# The problem:
From the line bearing "tag and give integer pixel coordinates." down to the final line of the records below, give every line again exactly and add nothing.

# Records to use:

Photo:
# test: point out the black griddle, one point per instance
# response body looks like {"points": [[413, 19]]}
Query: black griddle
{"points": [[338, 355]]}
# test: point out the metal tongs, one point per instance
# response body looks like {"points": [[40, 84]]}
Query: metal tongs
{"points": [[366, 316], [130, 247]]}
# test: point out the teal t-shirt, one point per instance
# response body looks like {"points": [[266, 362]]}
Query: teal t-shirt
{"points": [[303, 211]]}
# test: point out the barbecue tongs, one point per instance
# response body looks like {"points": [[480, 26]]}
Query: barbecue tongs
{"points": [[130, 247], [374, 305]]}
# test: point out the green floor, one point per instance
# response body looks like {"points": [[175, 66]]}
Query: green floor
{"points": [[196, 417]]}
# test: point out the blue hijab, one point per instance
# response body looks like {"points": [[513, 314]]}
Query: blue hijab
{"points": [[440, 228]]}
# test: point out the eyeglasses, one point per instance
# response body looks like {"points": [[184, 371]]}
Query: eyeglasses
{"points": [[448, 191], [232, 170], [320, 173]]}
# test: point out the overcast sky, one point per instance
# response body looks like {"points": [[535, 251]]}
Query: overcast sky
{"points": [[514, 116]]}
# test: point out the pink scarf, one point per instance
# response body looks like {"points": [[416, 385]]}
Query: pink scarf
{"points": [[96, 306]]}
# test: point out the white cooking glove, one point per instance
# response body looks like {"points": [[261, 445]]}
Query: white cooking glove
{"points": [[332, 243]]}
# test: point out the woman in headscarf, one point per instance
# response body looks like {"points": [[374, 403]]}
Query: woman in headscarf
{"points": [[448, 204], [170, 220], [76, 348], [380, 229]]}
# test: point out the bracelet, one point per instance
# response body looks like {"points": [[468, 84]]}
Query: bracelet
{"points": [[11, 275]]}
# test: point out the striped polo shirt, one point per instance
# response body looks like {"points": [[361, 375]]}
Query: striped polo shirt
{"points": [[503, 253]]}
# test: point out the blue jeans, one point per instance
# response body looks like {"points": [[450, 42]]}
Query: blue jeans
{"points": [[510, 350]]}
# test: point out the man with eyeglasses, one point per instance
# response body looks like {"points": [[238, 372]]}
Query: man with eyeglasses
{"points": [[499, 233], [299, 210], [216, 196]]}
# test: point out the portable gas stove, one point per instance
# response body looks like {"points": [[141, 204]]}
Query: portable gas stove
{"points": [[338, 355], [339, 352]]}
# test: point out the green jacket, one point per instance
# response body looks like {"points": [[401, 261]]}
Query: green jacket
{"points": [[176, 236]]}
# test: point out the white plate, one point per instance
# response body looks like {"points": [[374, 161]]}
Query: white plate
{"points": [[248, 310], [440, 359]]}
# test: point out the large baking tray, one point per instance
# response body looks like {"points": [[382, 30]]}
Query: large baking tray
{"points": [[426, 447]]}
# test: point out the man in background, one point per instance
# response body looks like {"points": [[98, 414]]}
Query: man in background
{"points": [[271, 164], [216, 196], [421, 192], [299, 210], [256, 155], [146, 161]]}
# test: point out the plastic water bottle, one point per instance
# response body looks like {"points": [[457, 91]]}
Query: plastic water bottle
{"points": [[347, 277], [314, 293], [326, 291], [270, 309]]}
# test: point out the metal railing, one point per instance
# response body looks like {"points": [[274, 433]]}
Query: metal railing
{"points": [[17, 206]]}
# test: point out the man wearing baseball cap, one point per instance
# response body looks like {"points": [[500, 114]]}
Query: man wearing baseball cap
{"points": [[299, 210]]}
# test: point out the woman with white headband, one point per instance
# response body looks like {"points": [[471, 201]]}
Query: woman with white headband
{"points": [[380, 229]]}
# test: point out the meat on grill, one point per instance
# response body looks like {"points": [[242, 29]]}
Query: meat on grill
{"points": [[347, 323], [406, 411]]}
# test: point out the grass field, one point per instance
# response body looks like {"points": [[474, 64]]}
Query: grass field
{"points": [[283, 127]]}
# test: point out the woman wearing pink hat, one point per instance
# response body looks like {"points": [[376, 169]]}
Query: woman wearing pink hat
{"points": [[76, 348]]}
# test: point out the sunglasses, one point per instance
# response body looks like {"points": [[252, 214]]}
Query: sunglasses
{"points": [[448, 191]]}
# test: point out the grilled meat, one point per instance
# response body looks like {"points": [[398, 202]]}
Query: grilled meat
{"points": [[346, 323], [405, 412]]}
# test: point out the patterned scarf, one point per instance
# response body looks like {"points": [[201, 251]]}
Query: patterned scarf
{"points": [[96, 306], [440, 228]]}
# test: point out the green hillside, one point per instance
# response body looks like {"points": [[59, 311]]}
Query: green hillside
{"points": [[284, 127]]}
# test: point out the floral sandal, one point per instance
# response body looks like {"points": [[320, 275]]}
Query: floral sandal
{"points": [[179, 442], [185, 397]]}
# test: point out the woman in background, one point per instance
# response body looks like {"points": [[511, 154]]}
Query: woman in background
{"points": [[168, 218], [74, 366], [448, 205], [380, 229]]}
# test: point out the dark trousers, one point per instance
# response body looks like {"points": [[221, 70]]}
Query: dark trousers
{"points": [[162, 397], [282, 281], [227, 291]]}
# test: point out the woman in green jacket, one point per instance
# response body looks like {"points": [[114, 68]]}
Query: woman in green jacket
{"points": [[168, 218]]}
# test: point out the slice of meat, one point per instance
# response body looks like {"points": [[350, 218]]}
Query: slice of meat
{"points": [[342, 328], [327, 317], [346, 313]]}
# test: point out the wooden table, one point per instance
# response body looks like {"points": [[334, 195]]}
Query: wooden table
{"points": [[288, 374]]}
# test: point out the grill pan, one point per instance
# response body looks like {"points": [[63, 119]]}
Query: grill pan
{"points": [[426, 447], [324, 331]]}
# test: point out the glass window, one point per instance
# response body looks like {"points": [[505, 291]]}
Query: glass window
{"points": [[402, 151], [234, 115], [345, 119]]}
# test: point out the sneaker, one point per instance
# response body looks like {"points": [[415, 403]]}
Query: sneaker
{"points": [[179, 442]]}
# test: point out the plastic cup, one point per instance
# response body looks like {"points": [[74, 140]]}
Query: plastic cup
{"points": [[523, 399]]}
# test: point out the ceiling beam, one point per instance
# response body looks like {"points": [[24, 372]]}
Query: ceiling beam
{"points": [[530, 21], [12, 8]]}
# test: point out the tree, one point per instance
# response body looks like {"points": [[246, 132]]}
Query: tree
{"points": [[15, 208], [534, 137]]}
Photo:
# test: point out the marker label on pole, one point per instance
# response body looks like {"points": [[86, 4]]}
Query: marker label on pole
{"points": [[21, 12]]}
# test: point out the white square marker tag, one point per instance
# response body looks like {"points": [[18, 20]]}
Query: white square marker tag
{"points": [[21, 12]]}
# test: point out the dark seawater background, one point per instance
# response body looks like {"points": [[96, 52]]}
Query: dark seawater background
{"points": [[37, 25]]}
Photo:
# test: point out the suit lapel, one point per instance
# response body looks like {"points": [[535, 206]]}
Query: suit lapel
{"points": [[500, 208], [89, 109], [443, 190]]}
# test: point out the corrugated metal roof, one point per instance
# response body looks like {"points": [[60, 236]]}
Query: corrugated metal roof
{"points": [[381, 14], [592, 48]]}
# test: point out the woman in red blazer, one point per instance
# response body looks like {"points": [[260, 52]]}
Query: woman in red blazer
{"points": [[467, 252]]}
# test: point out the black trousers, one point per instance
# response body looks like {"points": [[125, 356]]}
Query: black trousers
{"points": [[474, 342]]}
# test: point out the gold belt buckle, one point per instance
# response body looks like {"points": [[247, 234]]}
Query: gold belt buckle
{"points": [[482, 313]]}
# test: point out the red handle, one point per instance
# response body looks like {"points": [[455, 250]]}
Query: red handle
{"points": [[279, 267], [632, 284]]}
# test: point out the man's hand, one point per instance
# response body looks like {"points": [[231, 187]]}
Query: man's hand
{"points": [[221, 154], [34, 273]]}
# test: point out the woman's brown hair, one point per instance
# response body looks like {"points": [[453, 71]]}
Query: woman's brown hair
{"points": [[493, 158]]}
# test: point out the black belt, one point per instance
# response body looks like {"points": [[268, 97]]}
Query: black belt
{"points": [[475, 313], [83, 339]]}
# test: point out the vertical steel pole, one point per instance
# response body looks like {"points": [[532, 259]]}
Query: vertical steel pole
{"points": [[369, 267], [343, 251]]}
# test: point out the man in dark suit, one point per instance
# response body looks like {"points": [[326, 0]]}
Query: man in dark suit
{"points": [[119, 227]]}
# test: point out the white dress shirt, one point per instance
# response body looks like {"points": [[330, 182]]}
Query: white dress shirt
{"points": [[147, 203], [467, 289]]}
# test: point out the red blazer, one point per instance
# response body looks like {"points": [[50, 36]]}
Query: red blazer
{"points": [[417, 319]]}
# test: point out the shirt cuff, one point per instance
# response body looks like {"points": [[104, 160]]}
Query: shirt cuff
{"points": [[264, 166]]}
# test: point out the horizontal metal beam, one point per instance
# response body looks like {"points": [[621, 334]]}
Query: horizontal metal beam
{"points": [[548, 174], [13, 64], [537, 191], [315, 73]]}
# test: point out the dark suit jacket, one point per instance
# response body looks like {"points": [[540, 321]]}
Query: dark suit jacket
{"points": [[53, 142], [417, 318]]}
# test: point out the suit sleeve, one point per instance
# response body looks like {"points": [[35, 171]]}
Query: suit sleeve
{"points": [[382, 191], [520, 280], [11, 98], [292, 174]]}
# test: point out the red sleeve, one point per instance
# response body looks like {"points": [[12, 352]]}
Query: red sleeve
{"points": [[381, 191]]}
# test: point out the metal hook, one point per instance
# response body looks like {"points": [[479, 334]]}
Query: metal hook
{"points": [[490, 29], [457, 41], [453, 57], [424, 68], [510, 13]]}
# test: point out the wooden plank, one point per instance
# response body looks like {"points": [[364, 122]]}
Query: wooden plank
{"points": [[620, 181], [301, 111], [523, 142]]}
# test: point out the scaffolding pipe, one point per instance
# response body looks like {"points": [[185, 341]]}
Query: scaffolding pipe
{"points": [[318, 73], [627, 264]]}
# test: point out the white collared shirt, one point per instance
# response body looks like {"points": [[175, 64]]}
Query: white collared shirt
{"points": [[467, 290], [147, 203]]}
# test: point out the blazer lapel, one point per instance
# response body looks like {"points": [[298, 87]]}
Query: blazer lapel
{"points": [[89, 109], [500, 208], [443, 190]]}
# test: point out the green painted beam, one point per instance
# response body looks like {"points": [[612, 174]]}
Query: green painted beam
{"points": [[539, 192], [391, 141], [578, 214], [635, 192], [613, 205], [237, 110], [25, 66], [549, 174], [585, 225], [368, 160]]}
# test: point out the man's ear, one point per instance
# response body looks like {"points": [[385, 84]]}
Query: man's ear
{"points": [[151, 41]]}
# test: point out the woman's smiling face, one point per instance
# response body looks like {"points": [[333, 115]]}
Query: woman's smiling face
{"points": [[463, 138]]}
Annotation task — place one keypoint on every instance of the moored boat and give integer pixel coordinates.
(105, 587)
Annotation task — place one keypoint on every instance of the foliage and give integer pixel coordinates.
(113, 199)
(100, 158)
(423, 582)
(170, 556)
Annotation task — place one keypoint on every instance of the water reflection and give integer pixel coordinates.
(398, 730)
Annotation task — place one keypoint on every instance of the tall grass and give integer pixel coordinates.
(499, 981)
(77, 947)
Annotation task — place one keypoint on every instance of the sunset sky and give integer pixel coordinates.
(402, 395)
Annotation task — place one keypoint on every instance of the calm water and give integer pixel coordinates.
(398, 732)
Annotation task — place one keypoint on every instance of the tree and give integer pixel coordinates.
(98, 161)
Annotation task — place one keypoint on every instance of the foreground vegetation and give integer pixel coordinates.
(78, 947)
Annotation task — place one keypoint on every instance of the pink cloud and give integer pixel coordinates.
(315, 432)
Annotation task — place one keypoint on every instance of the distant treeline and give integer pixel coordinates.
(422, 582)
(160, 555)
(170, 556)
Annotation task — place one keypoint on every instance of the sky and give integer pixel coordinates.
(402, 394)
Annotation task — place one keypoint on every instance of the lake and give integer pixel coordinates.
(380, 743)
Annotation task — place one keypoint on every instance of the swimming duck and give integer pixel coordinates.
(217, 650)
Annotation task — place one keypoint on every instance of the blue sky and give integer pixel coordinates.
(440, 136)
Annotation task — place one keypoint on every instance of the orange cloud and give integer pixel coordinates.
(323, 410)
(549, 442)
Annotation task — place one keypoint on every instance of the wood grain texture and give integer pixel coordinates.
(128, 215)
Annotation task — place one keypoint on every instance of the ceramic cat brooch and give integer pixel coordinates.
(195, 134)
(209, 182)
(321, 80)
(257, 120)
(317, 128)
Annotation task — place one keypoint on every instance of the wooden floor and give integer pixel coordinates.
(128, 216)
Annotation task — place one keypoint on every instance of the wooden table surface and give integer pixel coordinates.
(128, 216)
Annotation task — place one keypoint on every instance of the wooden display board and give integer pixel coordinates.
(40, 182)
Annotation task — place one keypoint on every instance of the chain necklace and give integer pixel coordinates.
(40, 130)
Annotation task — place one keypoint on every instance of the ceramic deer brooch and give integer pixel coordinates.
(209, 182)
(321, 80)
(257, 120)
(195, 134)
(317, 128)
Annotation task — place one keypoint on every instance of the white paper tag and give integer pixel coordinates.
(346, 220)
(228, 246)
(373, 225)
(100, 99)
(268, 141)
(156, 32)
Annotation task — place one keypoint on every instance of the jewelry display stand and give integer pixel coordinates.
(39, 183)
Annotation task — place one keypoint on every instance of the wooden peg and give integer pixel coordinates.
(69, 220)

# Worked solution:
Annotation task — place one keypoint on every instance of the white paper tag and give integer pixel coordinates.
(346, 220)
(228, 246)
(373, 225)
(100, 99)
(268, 141)
(156, 32)
Annotation task — place one keypoint on every instance of the jewelry display stand and give integer pixel coordinates.
(39, 183)
Annotation task — place one keypoint on every instance of the wooden peg and give integer pixel coordinates.
(69, 220)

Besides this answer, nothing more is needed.